WHAT YOU HAVE TO DO:
Copy the records below, replacing "shrub" with "bush" everywhere it occurs and leaving the rest unchanged.

GIVEN DATA:
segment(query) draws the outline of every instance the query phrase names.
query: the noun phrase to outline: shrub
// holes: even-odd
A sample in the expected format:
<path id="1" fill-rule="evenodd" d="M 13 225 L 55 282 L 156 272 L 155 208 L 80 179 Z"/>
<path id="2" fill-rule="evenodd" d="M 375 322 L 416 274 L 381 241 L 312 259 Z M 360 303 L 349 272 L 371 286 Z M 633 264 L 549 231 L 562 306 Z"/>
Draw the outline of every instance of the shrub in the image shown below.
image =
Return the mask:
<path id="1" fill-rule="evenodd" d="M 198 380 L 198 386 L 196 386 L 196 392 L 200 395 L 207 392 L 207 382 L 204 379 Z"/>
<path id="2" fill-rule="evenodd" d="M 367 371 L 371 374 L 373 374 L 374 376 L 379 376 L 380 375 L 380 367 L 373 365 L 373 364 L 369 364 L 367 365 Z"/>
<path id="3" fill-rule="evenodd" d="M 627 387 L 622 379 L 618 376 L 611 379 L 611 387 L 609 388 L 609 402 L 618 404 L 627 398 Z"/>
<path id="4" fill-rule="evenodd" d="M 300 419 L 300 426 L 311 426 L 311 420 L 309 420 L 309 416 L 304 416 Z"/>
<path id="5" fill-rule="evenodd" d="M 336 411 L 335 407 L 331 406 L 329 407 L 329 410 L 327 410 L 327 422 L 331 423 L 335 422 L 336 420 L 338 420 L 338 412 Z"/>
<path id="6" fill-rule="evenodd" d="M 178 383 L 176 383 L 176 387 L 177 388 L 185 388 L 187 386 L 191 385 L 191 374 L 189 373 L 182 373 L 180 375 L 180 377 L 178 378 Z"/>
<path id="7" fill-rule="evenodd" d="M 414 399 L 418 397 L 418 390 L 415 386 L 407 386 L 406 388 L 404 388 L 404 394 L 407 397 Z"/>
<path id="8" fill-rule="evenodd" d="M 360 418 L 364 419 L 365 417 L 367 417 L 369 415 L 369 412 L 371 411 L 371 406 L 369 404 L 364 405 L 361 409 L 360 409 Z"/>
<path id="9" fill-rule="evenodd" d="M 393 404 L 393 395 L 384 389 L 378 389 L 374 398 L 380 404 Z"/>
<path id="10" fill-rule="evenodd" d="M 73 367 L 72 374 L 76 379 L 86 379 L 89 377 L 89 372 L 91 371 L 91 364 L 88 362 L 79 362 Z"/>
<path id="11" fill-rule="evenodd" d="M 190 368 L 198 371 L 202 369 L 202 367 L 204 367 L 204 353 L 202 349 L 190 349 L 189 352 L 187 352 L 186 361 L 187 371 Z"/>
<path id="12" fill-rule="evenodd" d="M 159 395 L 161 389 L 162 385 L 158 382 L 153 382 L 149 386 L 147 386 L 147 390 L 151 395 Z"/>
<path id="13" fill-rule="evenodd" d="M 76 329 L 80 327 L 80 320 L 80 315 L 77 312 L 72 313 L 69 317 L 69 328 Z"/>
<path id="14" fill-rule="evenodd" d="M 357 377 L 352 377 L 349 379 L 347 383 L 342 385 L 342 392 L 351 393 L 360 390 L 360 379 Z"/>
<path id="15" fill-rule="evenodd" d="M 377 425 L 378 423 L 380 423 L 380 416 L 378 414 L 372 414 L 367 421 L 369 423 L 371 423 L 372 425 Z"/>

EXERCISE OUTPUT:
segment(query) draws the outline of every instance the query phrase names.
query: the noun phrase to outline: bush
// holes: even-odd
A sample in the expected format:
<path id="1" fill-rule="evenodd" d="M 13 225 L 55 282 L 156 272 L 155 208 L 80 179 Z"/>
<path id="2" fill-rule="evenodd" d="M 375 322 L 416 274 L 381 241 L 312 259 Z M 360 303 L 349 272 L 371 286 Z M 633 264 L 549 231 L 562 306 Z"/>
Draw the outline of every instance of the bush in the image shown below.
image =
Return the mask:
<path id="1" fill-rule="evenodd" d="M 198 380 L 198 386 L 196 386 L 196 392 L 200 395 L 207 392 L 207 382 L 204 379 Z"/>
<path id="2" fill-rule="evenodd" d="M 367 371 L 371 374 L 373 374 L 374 376 L 379 376 L 380 375 L 380 367 L 373 365 L 373 364 L 369 364 L 367 365 Z"/>
<path id="3" fill-rule="evenodd" d="M 627 387 L 622 379 L 618 376 L 611 379 L 611 387 L 609 388 L 609 402 L 618 404 L 627 398 Z"/>
<path id="4" fill-rule="evenodd" d="M 300 419 L 300 426 L 311 426 L 311 420 L 309 420 L 309 416 L 304 416 Z"/>
<path id="5" fill-rule="evenodd" d="M 336 411 L 335 407 L 331 406 L 329 407 L 329 410 L 327 410 L 327 422 L 331 423 L 335 422 L 336 420 L 338 420 L 338 412 Z"/>
<path id="6" fill-rule="evenodd" d="M 178 383 L 176 383 L 176 387 L 177 388 L 185 388 L 187 386 L 191 385 L 191 374 L 189 373 L 182 373 L 180 375 L 180 377 L 178 378 Z"/>
<path id="7" fill-rule="evenodd" d="M 414 399 L 418 397 L 418 390 L 415 386 L 407 386 L 406 388 L 404 388 L 404 394 L 407 397 Z"/>
<path id="8" fill-rule="evenodd" d="M 360 418 L 364 419 L 365 417 L 367 417 L 369 415 L 369 412 L 371 411 L 371 406 L 369 404 L 364 405 L 361 409 L 360 409 Z"/>
<path id="9" fill-rule="evenodd" d="M 393 404 L 393 395 L 384 389 L 378 389 L 374 398 L 380 404 Z"/>
<path id="10" fill-rule="evenodd" d="M 73 367 L 72 374 L 76 379 L 86 379 L 89 377 L 89 372 L 91 371 L 91 364 L 88 362 L 79 362 Z"/>
<path id="11" fill-rule="evenodd" d="M 190 368 L 198 371 L 202 369 L 202 367 L 204 367 L 204 353 L 202 349 L 190 349 L 189 352 L 187 352 L 186 361 L 187 371 Z"/>
<path id="12" fill-rule="evenodd" d="M 159 395 L 161 389 L 162 385 L 158 382 L 153 382 L 149 386 L 147 386 L 147 390 L 151 395 Z"/>
<path id="13" fill-rule="evenodd" d="M 76 329 L 80 327 L 80 320 L 80 315 L 77 312 L 72 313 L 69 317 L 69 328 Z"/>
<path id="14" fill-rule="evenodd" d="M 357 377 L 352 377 L 349 379 L 347 383 L 342 385 L 342 392 L 351 393 L 360 390 L 360 379 Z"/>
<path id="15" fill-rule="evenodd" d="M 377 425 L 378 423 L 380 423 L 380 416 L 378 414 L 372 414 L 367 421 L 369 423 L 371 423 L 372 425 Z"/>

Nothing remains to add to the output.